*Task directions*. Go through the data below. Pull out every line that has the word "woman".

*** Extracted entries ***

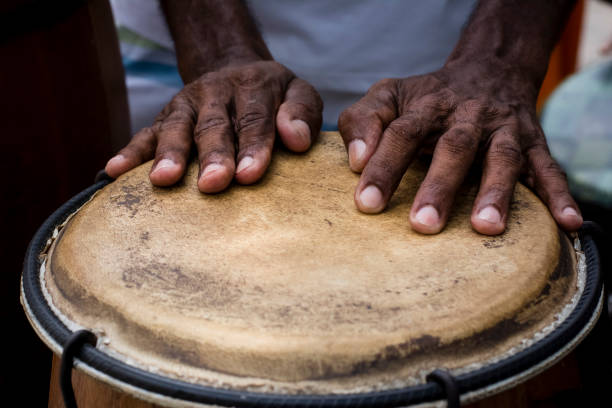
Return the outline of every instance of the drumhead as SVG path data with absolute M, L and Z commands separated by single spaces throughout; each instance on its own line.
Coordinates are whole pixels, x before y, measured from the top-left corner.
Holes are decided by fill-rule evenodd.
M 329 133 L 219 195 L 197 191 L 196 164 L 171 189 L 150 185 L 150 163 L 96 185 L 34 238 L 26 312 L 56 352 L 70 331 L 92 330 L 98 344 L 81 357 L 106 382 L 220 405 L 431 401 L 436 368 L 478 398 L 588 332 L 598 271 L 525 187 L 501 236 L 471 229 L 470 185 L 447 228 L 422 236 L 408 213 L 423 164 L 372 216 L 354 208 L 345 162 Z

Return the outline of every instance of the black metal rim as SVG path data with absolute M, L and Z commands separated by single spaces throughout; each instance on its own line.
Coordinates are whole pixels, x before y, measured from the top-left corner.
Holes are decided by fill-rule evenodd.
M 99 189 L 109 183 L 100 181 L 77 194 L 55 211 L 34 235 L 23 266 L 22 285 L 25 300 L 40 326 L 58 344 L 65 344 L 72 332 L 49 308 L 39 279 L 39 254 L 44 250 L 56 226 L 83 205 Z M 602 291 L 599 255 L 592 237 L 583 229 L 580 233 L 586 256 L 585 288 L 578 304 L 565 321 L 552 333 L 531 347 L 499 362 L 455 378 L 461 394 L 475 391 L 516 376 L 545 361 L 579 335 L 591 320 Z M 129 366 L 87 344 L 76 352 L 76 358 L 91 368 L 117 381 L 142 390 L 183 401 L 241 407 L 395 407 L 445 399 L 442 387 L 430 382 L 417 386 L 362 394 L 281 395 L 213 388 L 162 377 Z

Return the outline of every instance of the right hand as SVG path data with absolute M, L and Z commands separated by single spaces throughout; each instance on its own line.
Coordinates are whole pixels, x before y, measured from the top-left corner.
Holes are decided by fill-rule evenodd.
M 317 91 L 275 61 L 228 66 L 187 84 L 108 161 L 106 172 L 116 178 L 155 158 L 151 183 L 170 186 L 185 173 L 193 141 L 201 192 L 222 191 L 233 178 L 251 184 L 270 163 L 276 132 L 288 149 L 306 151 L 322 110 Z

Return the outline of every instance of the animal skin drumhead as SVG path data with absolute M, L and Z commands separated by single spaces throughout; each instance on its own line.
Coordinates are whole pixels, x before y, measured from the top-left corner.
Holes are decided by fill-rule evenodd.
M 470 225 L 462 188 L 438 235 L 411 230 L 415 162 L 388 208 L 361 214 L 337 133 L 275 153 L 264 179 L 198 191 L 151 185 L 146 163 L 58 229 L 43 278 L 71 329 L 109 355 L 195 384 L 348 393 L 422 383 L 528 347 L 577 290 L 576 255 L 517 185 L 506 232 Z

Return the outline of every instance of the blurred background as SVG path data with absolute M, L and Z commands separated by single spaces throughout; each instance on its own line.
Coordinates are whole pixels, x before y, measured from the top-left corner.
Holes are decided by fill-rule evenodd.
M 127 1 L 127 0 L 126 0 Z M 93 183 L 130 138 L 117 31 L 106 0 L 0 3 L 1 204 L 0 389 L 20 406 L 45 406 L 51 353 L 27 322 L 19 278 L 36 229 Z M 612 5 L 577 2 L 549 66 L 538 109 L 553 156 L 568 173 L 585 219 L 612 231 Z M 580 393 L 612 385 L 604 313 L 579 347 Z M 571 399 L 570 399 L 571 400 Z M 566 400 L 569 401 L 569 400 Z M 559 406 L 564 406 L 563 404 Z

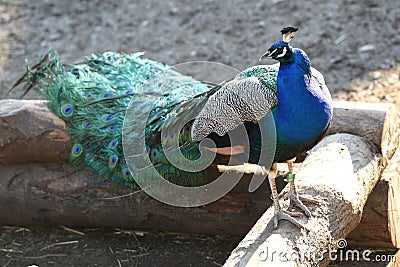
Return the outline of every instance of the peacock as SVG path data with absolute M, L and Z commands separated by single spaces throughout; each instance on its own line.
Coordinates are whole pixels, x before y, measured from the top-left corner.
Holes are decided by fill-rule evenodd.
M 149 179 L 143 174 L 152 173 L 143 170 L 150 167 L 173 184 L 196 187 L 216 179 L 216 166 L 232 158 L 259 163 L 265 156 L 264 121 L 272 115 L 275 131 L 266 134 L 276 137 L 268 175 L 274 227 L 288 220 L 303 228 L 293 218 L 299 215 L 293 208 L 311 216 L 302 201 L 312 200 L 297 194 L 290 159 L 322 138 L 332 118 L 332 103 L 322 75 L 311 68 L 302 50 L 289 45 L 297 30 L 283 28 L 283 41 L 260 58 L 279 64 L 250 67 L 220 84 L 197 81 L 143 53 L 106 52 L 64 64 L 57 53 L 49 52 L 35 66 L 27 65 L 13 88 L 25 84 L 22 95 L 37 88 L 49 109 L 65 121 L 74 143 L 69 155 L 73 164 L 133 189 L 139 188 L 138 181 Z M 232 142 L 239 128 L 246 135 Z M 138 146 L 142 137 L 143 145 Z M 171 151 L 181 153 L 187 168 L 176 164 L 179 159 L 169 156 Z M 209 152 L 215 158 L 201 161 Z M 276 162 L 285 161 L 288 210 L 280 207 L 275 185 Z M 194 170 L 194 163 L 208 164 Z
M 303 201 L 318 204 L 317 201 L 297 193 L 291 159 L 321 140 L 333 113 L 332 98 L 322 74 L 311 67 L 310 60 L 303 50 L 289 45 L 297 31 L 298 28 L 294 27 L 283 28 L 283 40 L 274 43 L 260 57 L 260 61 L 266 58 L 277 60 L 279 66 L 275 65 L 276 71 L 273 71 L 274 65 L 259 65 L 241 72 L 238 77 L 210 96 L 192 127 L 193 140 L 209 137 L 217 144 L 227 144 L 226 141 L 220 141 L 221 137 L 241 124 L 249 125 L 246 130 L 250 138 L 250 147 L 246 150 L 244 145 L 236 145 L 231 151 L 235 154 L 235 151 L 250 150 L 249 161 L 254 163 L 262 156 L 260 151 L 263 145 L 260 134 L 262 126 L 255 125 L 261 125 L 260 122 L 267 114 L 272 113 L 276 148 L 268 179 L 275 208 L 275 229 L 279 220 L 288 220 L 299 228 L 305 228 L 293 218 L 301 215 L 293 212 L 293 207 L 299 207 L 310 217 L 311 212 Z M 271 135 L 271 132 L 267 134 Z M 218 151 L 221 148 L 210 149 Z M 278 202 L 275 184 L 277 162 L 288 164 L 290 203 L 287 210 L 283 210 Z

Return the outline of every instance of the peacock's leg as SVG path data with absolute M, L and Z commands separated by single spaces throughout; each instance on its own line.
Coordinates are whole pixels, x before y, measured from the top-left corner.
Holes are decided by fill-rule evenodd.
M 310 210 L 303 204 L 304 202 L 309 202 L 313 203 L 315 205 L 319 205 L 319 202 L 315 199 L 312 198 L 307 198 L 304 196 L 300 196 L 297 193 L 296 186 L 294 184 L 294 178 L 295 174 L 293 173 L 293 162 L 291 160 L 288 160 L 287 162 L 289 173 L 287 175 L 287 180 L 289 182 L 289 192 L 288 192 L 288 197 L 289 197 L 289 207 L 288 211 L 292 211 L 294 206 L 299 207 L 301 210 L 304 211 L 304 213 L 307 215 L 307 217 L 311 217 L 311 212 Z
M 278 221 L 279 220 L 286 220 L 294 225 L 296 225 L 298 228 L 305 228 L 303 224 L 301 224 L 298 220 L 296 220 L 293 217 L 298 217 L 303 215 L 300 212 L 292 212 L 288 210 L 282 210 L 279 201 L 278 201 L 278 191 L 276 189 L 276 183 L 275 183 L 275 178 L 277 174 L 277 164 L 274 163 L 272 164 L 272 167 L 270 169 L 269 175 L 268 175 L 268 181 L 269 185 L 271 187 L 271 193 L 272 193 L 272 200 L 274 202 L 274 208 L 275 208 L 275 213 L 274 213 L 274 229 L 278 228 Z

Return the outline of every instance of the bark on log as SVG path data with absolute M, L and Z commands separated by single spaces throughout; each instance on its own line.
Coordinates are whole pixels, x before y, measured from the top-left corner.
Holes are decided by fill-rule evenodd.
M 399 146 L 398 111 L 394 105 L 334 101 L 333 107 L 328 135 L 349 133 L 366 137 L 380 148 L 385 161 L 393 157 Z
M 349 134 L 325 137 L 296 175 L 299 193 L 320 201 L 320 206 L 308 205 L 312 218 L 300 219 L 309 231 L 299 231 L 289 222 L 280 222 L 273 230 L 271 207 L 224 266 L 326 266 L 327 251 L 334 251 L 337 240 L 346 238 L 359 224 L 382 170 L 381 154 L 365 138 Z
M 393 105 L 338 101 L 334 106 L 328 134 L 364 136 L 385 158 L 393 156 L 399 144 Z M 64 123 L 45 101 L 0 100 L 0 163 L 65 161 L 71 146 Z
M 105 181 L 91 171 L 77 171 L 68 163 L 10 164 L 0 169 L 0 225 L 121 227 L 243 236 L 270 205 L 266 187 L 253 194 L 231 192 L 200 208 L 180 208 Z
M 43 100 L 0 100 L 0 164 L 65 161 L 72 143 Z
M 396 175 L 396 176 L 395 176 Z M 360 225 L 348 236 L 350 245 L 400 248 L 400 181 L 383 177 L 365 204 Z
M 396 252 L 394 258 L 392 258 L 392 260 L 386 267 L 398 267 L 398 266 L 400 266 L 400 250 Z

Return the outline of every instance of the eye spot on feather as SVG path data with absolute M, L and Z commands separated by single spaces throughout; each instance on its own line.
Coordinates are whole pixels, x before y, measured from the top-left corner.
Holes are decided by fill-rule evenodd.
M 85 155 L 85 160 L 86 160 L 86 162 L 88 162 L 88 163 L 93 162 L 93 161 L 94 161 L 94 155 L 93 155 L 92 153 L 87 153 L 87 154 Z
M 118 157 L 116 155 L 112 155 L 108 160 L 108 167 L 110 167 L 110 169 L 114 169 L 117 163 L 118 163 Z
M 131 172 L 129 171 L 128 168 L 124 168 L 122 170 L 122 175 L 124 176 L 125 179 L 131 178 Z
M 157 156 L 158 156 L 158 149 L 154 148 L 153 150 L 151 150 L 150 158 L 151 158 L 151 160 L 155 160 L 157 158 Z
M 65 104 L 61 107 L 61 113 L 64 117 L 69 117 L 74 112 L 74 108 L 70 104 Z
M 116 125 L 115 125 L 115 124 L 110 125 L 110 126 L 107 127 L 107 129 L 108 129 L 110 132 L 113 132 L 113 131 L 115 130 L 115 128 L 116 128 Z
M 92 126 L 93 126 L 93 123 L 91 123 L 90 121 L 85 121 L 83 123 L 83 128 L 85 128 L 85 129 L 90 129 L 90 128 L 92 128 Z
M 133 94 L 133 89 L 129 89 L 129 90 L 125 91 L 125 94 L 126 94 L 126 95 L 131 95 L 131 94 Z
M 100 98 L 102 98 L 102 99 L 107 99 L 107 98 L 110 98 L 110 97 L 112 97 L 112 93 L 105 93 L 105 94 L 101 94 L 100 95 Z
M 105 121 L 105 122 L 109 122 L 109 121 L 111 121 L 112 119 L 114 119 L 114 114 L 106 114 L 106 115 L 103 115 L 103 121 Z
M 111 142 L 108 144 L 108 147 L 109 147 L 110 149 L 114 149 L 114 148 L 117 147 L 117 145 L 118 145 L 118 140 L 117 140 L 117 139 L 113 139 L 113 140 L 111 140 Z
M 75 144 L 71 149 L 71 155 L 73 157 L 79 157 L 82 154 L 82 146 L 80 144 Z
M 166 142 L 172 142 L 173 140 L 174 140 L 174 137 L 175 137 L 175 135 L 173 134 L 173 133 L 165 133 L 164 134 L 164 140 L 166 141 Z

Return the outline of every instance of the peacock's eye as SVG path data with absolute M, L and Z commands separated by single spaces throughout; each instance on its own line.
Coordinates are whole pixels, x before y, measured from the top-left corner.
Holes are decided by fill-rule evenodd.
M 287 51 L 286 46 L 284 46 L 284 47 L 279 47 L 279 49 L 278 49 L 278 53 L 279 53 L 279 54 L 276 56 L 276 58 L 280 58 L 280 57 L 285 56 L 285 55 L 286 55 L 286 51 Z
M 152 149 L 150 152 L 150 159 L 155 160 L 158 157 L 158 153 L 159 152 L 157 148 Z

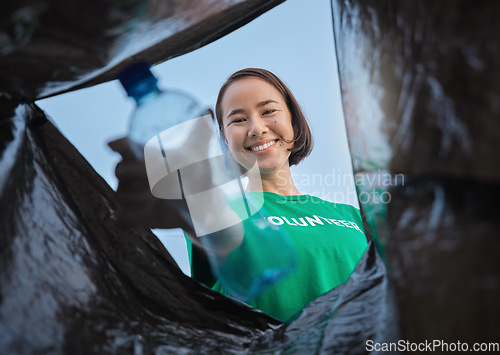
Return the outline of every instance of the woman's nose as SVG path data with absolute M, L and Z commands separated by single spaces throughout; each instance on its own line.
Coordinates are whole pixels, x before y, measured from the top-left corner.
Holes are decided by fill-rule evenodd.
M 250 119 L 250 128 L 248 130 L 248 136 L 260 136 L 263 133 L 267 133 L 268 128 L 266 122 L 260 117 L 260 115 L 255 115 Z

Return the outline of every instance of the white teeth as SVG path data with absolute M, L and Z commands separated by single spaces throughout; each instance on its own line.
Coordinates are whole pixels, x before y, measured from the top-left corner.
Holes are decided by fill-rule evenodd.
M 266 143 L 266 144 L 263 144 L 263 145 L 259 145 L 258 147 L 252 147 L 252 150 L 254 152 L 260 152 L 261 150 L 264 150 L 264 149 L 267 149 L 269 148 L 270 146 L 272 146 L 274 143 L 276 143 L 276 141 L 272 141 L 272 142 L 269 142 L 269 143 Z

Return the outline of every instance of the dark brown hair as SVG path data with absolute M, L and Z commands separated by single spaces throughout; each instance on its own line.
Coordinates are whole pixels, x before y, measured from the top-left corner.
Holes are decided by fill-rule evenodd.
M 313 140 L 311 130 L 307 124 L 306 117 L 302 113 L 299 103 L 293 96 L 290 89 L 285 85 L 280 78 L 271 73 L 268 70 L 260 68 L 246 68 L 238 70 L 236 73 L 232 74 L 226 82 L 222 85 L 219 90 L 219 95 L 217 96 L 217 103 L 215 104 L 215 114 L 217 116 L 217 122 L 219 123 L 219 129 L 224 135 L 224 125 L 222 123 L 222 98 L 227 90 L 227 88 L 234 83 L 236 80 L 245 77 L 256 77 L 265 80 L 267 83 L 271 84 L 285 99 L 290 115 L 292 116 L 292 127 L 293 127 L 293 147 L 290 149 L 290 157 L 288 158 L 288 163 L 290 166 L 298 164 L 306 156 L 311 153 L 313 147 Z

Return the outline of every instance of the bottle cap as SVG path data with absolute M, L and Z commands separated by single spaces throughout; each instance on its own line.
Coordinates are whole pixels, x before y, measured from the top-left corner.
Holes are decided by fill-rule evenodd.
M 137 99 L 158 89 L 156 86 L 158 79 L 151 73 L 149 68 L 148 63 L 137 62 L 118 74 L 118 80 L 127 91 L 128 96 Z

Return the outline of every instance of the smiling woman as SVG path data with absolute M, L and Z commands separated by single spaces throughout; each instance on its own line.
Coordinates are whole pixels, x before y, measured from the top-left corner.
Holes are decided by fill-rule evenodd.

*** End of Extracted entries ***

*Answer section*.
Return the outline of every instance of the woman's nose as SVG path data with absolute M, L and Z commands separated by single spaces throughout; each instance on its own line.
Return the outline of every instance of the smiling woman as SVG path data with absolute M, L and Z commands separated by single spaces throughout; each instance on its own line.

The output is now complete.